WORK INSTRUCTIONS: Locate "In the photo above, where can the power" in the listing. Transcribe the line that contains it and every line that follows, through the last, omitting all pictures.

++++ SUPPLIED DATA

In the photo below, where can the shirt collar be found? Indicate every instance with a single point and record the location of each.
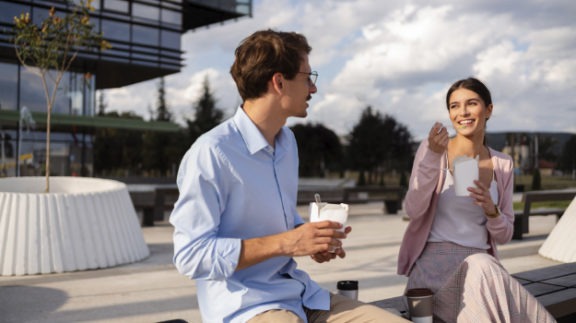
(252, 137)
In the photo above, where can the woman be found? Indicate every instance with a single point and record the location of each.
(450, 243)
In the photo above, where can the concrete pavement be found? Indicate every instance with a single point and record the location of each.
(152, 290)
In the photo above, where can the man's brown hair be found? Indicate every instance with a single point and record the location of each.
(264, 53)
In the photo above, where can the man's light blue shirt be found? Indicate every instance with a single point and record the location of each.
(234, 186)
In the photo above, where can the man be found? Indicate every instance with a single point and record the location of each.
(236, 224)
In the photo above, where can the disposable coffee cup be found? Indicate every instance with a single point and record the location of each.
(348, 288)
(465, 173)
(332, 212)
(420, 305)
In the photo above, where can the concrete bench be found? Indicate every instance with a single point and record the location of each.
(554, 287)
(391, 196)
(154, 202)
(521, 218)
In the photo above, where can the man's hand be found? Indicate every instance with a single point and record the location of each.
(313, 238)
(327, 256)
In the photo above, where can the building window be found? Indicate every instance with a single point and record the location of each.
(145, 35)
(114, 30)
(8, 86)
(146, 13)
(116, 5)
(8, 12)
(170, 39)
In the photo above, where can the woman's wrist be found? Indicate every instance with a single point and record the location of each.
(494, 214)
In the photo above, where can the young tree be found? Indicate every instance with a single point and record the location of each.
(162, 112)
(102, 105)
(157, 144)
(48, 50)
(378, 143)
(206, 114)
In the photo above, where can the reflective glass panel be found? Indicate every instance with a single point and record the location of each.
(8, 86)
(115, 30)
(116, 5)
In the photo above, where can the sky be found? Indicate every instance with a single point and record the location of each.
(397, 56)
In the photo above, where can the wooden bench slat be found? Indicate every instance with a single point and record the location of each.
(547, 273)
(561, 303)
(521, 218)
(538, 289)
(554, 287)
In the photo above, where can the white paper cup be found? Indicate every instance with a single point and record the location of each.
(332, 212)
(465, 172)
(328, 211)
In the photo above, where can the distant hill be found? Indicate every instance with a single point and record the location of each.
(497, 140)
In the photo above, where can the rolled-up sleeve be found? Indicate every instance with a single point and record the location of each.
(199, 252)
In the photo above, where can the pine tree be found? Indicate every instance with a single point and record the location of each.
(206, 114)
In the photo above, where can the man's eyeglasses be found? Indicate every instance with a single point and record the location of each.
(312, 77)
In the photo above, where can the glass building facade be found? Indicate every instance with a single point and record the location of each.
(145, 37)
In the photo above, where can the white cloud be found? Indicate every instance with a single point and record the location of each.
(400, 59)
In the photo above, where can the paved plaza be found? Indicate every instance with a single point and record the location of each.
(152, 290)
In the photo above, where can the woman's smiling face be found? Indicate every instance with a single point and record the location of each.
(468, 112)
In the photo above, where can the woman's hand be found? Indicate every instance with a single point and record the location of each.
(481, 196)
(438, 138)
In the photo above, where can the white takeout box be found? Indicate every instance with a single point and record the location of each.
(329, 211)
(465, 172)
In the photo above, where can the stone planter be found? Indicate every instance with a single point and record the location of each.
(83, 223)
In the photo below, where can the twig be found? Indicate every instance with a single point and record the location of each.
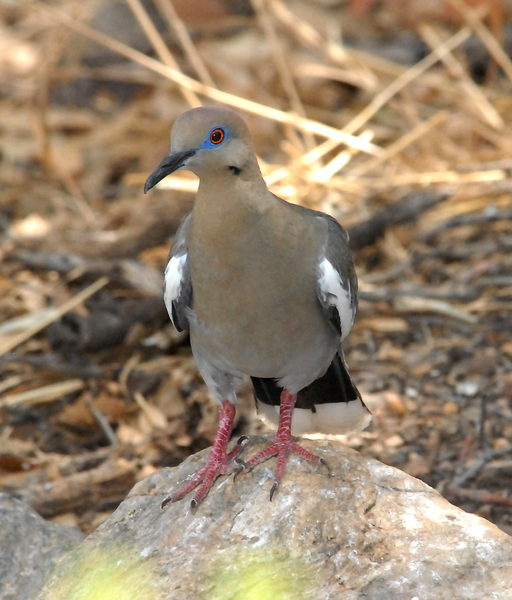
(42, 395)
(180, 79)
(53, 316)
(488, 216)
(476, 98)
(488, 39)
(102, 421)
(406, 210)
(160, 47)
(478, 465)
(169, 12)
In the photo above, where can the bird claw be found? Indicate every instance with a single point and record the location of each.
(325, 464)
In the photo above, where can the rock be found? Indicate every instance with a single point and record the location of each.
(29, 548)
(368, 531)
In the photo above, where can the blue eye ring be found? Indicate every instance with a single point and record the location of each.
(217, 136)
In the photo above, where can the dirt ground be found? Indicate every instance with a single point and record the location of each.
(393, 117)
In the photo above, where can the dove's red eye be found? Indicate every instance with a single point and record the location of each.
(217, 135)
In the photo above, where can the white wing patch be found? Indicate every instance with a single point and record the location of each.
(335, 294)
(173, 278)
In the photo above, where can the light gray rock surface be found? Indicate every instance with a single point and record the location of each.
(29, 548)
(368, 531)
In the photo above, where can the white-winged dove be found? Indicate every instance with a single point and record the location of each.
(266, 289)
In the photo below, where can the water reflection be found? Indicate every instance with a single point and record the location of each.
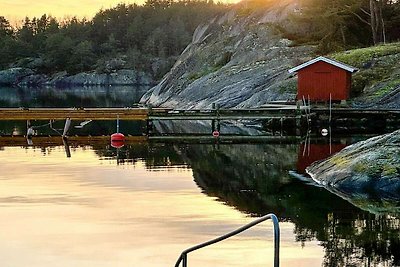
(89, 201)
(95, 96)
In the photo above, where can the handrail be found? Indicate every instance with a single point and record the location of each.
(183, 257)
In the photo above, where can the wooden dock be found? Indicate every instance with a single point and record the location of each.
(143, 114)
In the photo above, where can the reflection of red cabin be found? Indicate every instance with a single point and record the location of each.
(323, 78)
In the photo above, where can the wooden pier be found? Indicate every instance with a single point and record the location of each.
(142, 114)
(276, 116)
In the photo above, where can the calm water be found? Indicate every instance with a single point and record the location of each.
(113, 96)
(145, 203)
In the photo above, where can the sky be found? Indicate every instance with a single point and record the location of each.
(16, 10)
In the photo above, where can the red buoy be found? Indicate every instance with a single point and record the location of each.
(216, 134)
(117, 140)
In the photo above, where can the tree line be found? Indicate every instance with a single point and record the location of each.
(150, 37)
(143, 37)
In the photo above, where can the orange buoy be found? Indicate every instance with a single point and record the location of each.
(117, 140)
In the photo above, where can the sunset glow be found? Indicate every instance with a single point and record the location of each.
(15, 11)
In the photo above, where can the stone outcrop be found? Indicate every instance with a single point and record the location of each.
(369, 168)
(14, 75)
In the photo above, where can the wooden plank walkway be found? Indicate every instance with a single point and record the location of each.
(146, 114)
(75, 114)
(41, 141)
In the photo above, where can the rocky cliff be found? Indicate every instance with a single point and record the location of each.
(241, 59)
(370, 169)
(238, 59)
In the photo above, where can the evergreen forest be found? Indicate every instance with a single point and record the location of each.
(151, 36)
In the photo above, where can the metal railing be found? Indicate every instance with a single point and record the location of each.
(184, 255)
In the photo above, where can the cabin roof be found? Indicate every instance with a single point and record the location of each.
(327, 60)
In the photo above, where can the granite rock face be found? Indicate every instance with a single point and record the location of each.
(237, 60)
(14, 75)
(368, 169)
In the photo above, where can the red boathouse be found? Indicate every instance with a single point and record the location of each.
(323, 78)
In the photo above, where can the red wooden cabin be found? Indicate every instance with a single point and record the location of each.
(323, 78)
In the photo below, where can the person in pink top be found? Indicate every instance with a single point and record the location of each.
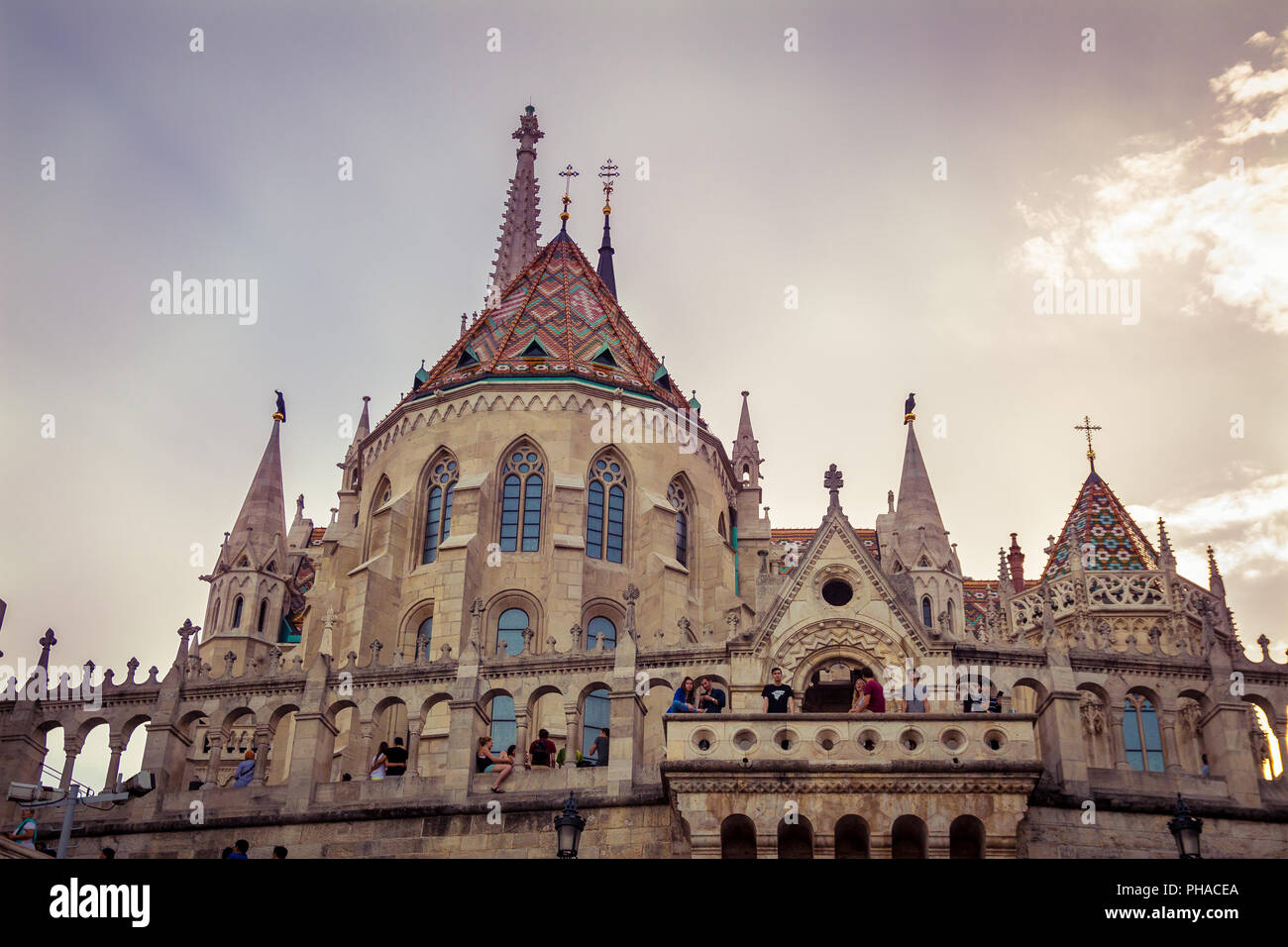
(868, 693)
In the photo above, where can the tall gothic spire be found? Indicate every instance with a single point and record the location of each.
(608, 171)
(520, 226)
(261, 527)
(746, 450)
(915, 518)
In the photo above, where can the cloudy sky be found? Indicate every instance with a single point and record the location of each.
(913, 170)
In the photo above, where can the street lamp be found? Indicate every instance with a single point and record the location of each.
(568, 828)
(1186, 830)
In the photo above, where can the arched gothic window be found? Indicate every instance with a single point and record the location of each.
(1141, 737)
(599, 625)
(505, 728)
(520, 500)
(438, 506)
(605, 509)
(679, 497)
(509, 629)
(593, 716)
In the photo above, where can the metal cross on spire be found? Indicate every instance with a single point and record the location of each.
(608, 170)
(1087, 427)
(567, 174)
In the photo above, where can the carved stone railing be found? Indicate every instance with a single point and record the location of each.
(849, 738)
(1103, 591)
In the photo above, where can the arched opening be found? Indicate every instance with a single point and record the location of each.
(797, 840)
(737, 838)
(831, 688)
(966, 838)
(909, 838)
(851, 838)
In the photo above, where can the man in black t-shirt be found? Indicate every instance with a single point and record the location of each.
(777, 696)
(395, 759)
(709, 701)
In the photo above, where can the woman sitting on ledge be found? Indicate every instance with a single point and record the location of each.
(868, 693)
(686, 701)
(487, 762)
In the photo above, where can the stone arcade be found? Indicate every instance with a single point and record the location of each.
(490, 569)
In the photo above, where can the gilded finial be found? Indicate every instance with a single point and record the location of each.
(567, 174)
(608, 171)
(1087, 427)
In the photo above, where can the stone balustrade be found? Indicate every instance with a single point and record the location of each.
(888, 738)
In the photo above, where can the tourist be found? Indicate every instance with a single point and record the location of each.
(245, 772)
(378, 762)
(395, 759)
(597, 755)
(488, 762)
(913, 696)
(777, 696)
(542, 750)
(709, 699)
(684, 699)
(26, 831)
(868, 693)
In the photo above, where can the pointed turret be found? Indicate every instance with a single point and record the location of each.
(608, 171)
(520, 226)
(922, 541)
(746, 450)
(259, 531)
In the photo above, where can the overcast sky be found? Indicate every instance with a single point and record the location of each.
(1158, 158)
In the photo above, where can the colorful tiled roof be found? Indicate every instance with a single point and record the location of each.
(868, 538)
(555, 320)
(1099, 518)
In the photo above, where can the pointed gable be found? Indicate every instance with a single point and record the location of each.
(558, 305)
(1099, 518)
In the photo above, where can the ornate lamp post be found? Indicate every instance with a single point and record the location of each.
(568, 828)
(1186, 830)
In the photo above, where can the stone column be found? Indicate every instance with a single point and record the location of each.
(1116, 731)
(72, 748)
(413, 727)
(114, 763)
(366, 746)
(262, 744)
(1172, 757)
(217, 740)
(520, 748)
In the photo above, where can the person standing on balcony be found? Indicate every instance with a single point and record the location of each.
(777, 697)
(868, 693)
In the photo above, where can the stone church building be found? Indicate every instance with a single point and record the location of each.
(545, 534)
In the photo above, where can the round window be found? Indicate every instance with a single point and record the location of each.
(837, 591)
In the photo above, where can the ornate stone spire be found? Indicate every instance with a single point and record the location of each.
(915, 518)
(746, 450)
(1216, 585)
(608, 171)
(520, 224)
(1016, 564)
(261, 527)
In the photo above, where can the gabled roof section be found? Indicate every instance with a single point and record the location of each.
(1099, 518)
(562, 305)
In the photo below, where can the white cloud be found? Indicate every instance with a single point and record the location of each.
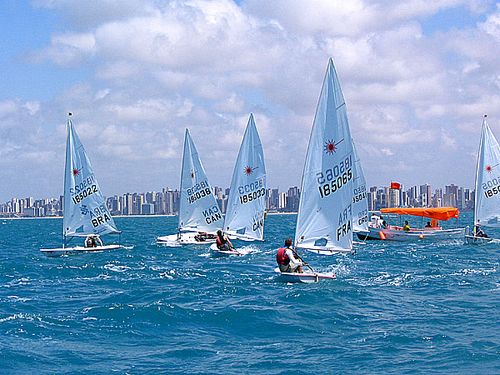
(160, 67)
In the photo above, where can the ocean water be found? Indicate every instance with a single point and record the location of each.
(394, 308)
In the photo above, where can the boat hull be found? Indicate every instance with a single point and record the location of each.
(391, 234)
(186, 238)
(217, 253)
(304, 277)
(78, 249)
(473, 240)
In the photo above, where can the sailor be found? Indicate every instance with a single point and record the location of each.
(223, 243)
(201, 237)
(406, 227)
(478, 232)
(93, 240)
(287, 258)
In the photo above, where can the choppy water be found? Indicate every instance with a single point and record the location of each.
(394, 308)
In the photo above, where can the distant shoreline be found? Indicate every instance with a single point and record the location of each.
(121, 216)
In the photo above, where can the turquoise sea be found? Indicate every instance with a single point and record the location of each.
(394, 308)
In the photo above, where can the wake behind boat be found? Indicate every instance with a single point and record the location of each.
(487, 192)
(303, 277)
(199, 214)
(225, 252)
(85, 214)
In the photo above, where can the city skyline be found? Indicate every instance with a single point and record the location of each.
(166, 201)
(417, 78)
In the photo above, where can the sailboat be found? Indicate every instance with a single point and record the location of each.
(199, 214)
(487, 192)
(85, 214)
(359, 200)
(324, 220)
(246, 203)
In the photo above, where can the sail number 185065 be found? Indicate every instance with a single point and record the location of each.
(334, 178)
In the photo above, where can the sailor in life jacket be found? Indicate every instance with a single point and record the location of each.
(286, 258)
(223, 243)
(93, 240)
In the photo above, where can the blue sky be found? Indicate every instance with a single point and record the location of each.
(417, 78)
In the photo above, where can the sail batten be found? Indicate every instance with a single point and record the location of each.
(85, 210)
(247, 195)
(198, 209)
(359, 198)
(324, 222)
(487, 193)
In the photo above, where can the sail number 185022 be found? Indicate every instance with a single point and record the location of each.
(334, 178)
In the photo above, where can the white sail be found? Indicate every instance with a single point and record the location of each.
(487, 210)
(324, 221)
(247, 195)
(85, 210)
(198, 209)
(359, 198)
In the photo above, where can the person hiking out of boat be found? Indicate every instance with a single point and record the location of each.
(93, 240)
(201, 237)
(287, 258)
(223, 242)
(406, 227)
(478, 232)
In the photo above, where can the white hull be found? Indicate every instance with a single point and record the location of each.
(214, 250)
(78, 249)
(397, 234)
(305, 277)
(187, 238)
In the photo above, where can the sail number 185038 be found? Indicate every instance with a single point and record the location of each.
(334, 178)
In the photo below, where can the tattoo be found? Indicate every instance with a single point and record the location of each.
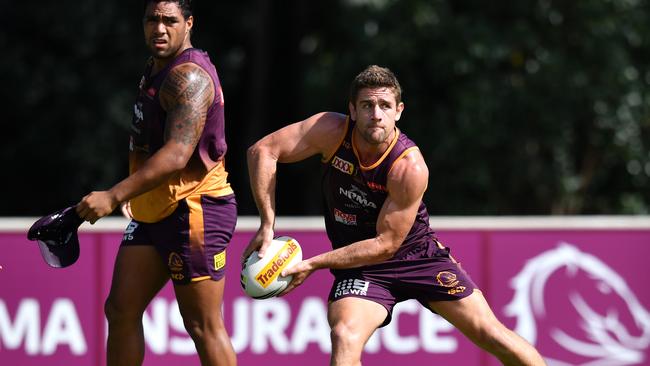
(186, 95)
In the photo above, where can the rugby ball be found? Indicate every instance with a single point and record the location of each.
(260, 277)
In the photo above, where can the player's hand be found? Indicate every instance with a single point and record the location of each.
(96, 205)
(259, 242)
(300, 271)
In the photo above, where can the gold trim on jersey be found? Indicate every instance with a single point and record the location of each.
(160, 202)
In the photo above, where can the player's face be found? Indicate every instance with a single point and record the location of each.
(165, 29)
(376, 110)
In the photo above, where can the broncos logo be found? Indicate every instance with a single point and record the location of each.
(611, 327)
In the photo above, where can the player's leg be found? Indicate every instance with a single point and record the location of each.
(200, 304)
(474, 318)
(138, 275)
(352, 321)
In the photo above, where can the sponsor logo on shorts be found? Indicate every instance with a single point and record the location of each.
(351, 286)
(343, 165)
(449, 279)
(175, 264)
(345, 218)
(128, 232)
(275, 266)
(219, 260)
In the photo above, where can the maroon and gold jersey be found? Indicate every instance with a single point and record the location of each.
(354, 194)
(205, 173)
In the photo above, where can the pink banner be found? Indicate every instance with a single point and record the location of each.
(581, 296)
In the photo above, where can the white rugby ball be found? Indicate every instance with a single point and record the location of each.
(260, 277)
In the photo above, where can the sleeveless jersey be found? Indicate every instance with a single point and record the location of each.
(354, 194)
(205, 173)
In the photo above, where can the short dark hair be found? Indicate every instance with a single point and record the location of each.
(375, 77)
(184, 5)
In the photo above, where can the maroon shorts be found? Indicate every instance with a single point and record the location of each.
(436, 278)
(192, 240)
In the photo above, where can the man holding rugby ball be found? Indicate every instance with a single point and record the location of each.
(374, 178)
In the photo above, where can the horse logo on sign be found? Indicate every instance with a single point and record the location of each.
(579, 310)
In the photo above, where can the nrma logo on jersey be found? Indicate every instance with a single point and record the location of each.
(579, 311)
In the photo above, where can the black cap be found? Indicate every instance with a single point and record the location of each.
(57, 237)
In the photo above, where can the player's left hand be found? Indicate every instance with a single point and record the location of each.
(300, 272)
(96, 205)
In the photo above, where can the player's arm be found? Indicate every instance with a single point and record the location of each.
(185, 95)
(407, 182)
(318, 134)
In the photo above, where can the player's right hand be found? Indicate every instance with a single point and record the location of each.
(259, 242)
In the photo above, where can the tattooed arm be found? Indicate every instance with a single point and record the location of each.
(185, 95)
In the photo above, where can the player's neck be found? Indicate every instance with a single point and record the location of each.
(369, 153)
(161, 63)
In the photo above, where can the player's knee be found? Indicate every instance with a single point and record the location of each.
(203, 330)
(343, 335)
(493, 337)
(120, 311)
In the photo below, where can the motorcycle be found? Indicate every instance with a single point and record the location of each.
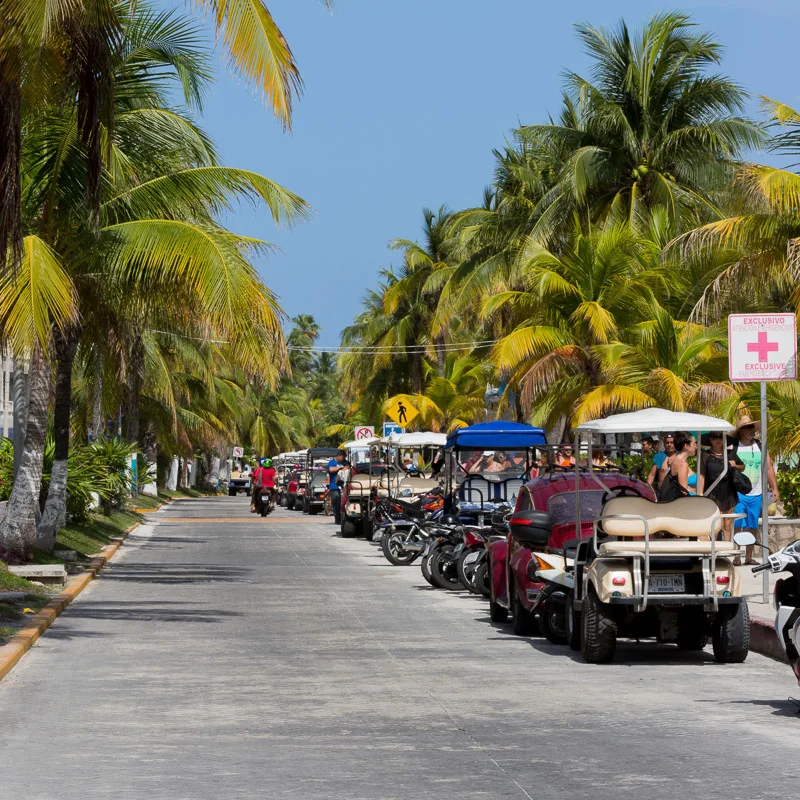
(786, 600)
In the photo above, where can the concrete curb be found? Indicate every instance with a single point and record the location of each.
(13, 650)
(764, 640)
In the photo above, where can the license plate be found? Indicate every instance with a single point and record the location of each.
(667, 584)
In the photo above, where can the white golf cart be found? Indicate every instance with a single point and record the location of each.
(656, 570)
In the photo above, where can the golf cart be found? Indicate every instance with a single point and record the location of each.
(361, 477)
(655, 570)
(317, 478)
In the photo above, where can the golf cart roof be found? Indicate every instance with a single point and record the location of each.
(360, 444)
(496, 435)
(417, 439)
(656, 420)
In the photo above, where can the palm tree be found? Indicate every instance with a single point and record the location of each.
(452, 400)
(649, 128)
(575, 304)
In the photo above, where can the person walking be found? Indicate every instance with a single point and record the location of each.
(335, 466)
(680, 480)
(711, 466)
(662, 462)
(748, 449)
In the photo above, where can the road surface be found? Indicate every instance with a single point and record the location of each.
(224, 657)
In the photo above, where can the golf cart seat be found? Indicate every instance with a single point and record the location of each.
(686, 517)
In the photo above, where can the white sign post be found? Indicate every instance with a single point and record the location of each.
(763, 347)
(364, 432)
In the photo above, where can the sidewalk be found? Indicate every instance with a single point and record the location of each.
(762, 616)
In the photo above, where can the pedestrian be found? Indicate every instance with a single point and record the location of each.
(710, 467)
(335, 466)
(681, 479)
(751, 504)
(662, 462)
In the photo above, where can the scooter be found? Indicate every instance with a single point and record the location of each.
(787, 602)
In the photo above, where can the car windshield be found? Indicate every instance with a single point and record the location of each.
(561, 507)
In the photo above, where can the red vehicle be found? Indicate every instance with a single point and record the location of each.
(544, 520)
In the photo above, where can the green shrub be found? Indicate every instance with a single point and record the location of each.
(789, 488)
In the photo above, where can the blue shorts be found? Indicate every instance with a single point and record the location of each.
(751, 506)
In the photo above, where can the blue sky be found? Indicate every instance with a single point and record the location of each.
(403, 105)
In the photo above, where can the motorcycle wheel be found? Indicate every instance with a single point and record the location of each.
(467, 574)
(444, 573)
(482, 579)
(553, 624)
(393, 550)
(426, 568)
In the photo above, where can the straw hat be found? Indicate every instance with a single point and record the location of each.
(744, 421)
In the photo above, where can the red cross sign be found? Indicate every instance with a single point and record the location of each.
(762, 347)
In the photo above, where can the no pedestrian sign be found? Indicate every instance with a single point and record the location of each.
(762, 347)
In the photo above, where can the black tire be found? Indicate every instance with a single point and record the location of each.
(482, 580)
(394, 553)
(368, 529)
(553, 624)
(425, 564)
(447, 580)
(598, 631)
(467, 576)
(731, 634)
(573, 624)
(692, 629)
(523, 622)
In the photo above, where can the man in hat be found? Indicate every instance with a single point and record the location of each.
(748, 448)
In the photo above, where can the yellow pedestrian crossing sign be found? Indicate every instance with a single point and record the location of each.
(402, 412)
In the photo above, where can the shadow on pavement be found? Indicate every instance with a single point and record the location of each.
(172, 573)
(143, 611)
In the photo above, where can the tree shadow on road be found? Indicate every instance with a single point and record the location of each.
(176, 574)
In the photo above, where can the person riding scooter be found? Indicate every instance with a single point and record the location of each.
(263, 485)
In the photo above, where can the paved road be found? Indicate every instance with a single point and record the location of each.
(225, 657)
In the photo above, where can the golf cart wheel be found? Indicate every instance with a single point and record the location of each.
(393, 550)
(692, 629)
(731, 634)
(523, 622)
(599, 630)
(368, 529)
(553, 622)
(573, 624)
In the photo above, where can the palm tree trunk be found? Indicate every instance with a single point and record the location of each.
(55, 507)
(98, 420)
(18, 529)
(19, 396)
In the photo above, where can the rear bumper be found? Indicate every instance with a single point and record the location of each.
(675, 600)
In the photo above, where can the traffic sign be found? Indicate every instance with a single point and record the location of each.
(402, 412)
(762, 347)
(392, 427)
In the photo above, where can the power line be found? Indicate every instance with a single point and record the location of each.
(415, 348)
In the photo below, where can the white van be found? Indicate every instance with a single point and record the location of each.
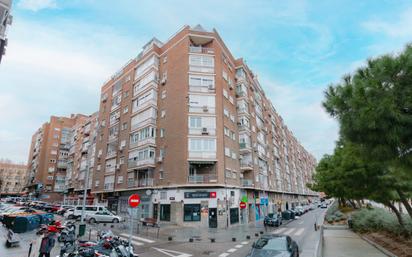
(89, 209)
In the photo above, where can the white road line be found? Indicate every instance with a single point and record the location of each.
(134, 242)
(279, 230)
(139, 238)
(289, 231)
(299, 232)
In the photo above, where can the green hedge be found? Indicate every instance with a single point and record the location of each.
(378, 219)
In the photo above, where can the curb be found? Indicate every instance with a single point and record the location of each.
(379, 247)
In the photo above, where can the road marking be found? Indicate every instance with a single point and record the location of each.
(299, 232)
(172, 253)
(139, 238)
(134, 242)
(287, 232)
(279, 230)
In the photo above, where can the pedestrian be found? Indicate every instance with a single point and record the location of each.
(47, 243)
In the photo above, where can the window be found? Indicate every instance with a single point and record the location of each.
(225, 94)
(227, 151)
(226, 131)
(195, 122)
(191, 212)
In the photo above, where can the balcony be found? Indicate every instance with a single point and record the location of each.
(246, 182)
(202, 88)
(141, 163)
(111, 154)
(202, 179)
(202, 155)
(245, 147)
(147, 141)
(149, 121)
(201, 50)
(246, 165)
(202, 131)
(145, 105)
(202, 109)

++++++++

RESPONSE:
In the photo above, where can the power line be found? Indicate every instance with a single point and record the location of each.
(415, 348)
In the photo below, where can the white van be found? Indicate every instance with a single point and record the location of each.
(89, 209)
In the photo above, where can the white road line be found? Indicate every instance with a single point and record the location of each.
(134, 242)
(279, 230)
(139, 238)
(289, 231)
(299, 232)
In the photo above, where can the green hedge be found? Indicate every instance with a single point and record the location of each.
(378, 219)
In the photo above, where can the curb be found? Indicate every instance with a single point and record the location of each.
(379, 247)
In the photo above, where can the road marking be found? Indicate every instance with a single point and record the location of each.
(299, 232)
(172, 253)
(139, 238)
(134, 242)
(287, 232)
(279, 230)
In the photo above, where can the pedestrian be found? Indicate every instance with a single point and record the location of each.
(47, 243)
In the photo above, where can the window be found? Indicate every instance with a single point and record the location of each.
(225, 94)
(227, 151)
(226, 131)
(195, 122)
(191, 212)
In the photo above, where can the balcony be found? Indicate every instance with a single point and record the location of each.
(246, 182)
(202, 88)
(141, 163)
(111, 154)
(202, 179)
(202, 155)
(245, 147)
(147, 141)
(149, 121)
(201, 50)
(246, 165)
(202, 131)
(145, 105)
(202, 109)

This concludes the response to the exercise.